• [Exercise]: Copy out the entries exactly, from the first line to the last.

• [Provided records]:
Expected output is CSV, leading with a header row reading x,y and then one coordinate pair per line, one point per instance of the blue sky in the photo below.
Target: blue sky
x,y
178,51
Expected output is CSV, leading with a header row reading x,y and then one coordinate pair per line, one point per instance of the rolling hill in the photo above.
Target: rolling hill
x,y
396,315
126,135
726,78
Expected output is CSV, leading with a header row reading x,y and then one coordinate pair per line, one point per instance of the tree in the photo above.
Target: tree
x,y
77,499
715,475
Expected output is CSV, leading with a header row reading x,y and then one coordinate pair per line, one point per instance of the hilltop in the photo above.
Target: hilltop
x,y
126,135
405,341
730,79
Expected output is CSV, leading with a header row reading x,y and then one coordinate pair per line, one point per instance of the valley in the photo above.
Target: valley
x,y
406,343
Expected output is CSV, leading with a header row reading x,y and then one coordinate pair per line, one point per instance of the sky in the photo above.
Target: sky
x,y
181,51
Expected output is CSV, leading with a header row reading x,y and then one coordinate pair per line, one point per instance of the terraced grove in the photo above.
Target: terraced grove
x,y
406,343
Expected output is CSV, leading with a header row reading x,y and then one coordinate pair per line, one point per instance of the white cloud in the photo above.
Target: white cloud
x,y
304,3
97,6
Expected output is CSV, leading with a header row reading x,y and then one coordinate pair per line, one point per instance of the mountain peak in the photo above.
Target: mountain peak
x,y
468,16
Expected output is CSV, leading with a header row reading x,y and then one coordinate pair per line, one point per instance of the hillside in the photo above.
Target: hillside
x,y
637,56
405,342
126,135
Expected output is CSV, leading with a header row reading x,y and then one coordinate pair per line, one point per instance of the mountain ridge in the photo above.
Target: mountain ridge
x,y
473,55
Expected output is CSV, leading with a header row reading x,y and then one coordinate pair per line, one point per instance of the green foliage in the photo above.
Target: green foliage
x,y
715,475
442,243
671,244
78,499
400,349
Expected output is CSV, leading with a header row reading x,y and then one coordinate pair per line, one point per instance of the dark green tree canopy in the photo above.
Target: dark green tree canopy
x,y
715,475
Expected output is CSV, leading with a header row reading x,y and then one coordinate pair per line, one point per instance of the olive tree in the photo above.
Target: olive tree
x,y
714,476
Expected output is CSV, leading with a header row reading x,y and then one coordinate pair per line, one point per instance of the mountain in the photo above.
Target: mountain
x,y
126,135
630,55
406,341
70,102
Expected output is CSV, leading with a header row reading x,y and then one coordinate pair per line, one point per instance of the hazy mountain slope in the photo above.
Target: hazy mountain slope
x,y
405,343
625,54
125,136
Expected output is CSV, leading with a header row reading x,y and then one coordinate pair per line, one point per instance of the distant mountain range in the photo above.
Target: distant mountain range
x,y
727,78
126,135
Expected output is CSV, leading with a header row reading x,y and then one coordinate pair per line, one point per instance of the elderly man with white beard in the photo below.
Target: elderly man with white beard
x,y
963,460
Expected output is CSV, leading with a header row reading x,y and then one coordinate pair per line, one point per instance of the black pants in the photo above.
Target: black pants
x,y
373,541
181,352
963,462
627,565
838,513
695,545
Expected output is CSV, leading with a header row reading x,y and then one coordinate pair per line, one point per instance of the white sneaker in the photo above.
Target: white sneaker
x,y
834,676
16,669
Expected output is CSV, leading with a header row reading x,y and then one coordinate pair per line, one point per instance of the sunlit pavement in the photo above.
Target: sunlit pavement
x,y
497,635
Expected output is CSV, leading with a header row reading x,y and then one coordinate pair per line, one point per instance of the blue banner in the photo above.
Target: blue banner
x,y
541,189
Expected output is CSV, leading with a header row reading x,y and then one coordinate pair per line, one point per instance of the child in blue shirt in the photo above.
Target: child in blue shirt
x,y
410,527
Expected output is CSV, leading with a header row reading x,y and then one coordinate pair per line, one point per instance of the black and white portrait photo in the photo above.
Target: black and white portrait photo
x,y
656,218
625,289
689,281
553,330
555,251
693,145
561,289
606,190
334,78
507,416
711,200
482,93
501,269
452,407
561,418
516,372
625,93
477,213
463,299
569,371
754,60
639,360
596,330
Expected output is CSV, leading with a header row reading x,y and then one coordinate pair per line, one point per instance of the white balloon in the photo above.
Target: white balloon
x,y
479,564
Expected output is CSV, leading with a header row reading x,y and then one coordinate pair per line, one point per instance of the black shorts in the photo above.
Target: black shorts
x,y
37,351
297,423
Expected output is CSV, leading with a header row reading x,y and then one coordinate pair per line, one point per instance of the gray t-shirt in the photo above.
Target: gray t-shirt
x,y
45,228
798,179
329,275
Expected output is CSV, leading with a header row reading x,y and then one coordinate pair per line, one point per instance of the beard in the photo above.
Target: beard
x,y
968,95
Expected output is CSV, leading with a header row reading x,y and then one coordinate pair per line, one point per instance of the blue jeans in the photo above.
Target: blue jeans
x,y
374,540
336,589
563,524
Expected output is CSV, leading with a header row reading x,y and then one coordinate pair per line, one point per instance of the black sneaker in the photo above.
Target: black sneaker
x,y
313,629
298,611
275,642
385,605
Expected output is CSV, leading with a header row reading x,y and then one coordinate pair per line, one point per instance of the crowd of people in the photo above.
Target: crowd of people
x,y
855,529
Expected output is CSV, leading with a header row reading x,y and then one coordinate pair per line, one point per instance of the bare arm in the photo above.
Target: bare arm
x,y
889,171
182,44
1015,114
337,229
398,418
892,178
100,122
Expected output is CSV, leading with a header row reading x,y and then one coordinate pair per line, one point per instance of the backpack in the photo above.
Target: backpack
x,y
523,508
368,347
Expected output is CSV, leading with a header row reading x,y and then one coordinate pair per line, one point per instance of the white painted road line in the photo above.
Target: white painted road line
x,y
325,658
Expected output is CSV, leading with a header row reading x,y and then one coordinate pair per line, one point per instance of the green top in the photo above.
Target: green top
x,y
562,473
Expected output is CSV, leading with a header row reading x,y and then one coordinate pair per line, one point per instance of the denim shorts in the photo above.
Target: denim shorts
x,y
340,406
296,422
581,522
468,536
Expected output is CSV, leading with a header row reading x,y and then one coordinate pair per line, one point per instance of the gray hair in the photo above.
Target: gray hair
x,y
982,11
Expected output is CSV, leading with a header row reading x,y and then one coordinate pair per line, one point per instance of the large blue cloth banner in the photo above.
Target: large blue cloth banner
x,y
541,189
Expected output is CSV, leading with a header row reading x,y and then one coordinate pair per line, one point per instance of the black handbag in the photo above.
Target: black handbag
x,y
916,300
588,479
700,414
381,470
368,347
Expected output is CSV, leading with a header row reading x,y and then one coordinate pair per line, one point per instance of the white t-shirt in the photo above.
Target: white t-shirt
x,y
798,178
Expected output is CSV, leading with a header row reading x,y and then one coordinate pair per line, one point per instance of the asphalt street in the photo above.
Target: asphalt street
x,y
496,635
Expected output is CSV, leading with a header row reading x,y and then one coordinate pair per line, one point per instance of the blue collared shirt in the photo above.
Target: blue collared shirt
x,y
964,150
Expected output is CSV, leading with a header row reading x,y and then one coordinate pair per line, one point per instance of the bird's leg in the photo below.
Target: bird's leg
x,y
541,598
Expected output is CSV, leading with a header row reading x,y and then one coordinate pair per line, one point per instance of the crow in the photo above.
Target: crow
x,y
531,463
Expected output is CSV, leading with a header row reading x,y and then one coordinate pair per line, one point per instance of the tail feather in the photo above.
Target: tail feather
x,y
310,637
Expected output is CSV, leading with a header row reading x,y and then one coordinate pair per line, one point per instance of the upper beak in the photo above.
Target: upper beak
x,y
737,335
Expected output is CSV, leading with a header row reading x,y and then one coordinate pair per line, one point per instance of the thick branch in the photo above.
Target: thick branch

• [Solution]:
Expected output is CSV, leading with a header row reading x,y and then one coordinate pair per line, one point per instance of the blue sky in the photo below.
Target: blue sky
x,y
178,51
Expected output is CSV, leading with a header row reading x,y and then one coordinate pair per line, one point per instance of the rolling hill in the photo above.
Target: rolling hill
x,y
396,315
126,135
726,78
Expected output is CSV, leading with a header row reading x,y and then one coordinate pair per line, one point per instance of the tree in the photo above.
Target: tree
x,y
77,499
715,475
Expected output is CSV, leading with a header row reading x,y and then one coordinate pair per line, one point per instance of the hilltop in the photo above.
Target: hilltop
x,y
126,135
405,341
730,79
Expected output is CSV, leading with a header row reading x,y and then one coordinate pair per line, one point per instance of the valley in the photo above.
Target: valley
x,y
406,343
Expected output is CSV, leading with a header row reading x,y and then one coordinate pair per line, one point per instance of the sky in the photo above.
Target: sky
x,y
181,51
Expected output is CSV, leading with a header row reading x,y and then one coordinate pair per line, one point per instance of the terraced grove in the photo above.
Target: terraced grove
x,y
406,343
Expected output is CSV, leading with a header row reading x,y and then one coordinate pair per line, one point per instance of the white cloud in the photo above.
Target: white cloud
x,y
304,3
97,6
Expected output is CSV, leading with a header row reading x,y and then one coordinate pair per line, one point per instance of the mountain peak in the photo above.
Target: mountain peak
x,y
468,16
Expected output is CSV, leading with a header row reading x,y and then one coordinate pair per line, one point per instance of the hillside in the photo above.
Target: hillside
x,y
637,56
405,342
126,135
Expected output is CSV, leading with a header row reading x,y and then one coordinate pair per line, one point per instance of the mountain ridge in the photo above.
Target: mountain ridge
x,y
473,55
Expected output is CSV, leading with a header row reading x,y and then one coordinate pair per line, one point per instance of the green foliage in the photo above.
Target: green foliage
x,y
715,475
442,243
671,244
78,499
400,349
Expected output is CSV, leading with a header row reading x,y and then one coordinate pair per line, one point per instance of the dark green tree canopy in the photo above.
Target: dark green tree canopy
x,y
715,475
Expected output is CSV, leading with a header row reading x,y and then one coordinate pair per line, one point per instance of the olive tree in the photo above.
Target: olive tree
x,y
714,476
Expected output is CSV, leading with a header row reading x,y and then one coordinate pair per line, one point per instance of the mountain in the photo above.
Target: mountain
x,y
126,135
630,55
406,341
70,102
Expected output is CSV, leading with a header row reading x,y and then one coordinate pair per line, one point per instance of the hazy mountain slope in the photo above.
Target: hazy mountain slope
x,y
405,343
625,54
125,136
Expected output is CSV, leading with a header row reading x,y and then one coordinate pair per line, one point per instance of the distant mountain range in the photo above.
Target: distant mountain range
x,y
727,78
126,135
Expected output is CSV, leading with a header row reading x,y and then one coordinate pair per line, one point per instance of the elderly man with white beard in the photo below.
Target: elderly man with white beard
x,y
963,460
Expected output is CSV, leading with a header row reading x,y and then one coordinate pair per line, one point per instance of the black pants in the photo above.
Target: black pants
x,y
373,541
181,352
963,462
627,565
838,513
695,545
Expected output is CSV, leading with a header row reading x,y and then one coordinate pair per line, one point per instance of the white sneaker in the photo above.
Target: white sneaker
x,y
834,676
16,669
Expected output is CSV, leading with a header row reading x,y and then one coordinate pair per line, one point per instance of the sunlit pavement in the photo above.
Target: sunlit pavement
x,y
497,635
Expected output is CSV, leading with a header row reading x,y and then one coordinate pair per line, one point per instance of the blue banner in the photo above.
Target: blue banner
x,y
541,189
Expected output is CSV, leading with a header row reading x,y and then one coordinate pair per line, one point per instance of the child in blue shirt in the photo above.
Target: child in blue shirt
x,y
410,527
Expected output is CSV, leading with a header row reading x,y and then one coordinate pair per line, one point per instance of the black and white portrait photo in the photo above.
Target: black and white portrait photo
x,y
656,218
625,289
689,281
553,330
555,251
693,145
561,289
606,190
334,78
507,416
711,200
482,93
501,269
452,407
561,418
516,372
625,93
477,213
463,299
569,371
754,60
639,360
596,330
Expected output is CSV, leading with a header row reading x,y and then one coordinate pair per line, one point per instance of the white balloon in the photo above.
Target: white balloon
x,y
479,564
Expected output is CSV, leading with a header row reading x,y and then one coordinate pair per line, one point per instance of the black shorts in the photo above.
Target: black shorts
x,y
37,351
297,423
Expected output is CSV, leading with a header row reading x,y and then one coordinate pair per line, one point per instance of the gray t-shirt in the photo above.
Target: gray t-shirt
x,y
45,228
798,179
329,275
Expected output is CSV, leading with a header row reading x,y and then one coordinate pair per line, one point per instance of the beard in the photo above.
Target: beard
x,y
968,95
Expected output is CSV, leading with a header row reading x,y and then one coordinate pair per line, one point per instance of the blue jeans in the photo above.
Target: blue jeans
x,y
374,540
336,589
563,524
Expected output is CSV, leading with a header row reading x,y and then one coordinate pair per line, one point per instance of the black sneaker in the photo above.
Target: black sneaker
x,y
313,629
298,611
275,642
385,605
Expected output is CSV, leading with a header row reading x,y and then one coordinate pair per line, one point per instance of the crowd of people in the photo above.
Target: crowd of people
x,y
855,529
Expected output is CSV, leading with a header row reading x,y and then one coordinate pair per line, one point per instance of the bare arm in the photo above.
Target: bare arm
x,y
889,171
182,44
1015,114
337,229
398,418
892,178
100,122
Expected output is CSV, leading with a header row reading x,y and then one coordinate pair per line, one point per instance of the backpack in the photo above.
Target: backpack
x,y
523,508
368,347
Expected output is CSV, leading with a header row reading x,y and then one coordinate pair per line, one point per instance of the white painted road line in the photo above.
Target: white painted road line
x,y
325,658
Expected output is CSV, leading with a header row reading x,y and then one coordinate pair per line, one point per instance of the green top in the photo above.
Target: green top
x,y
562,473
Expected output is CSV, leading with a header row reading x,y and then one coordinate pair per line, one point per instance of the denim shorts in the photo above.
Target: denim shorts
x,y
340,406
296,422
581,522
468,536
Expected output is CSV, leading with a header row reading x,y and then one coordinate pair per line, one point per instance of the gray hair in the photo above.
Target: gray hair
x,y
982,11
Expected output is CSV, leading with a header row reading x,y and then one coordinate pair per line, one point per instance of the large blue cloth banner in the photo above.
Target: large blue cloth banner
x,y
541,189
Expected output is CSV, leading with a header row reading x,y and then one coordinate pair per line, one point per instance of the black handbag in the photo above.
Target: black handbag
x,y
916,300
588,479
700,414
381,470
368,347
Expected output is CSV, leading with a header row reading x,y and then one coordinate pair per line, one point per instance of the white t-shirt in the photo above.
Target: white t-shirt
x,y
798,178
Expected output is CSV, leading with a header row reading x,y and then one coordinate pair per line, one point per instance of the asphalt street in the photo above.
Target: asphalt street
x,y
496,635
Expected output is CSV, leading with a header row reading x,y and then one coordinate pair per line, one point per instance of the blue collared shirt in the photo above.
Target: blue collared shirt
x,y
964,150
Expected output is CSV, leading with a header row reading x,y and then one coordinate pair per line, one point per instance of the bird's leg in the photo below.
Target: bird's leg
x,y
541,598
Expected output is CSV, leading with a header row reading x,y and then one coordinate pair per line, one point per instance of the crow in the photo above.
Target: crow
x,y
531,463
Expected output is CSV, leading with a header row reading x,y and then one coordinate pair per line, one point per instance of the tail feather in the photo above.
Target: tail feather
x,y
310,637
Expected output is CSV, leading with a header row reading x,y and then one coordinate pair per line, one point per instance of the upper beak in the photo above.
Target: upper beak
x,y
737,335
Expected output is CSV, leading with a header row reading x,y and then one coordinate pair per line, one point per instance of the thick branch in the photo above.
Target: thick branch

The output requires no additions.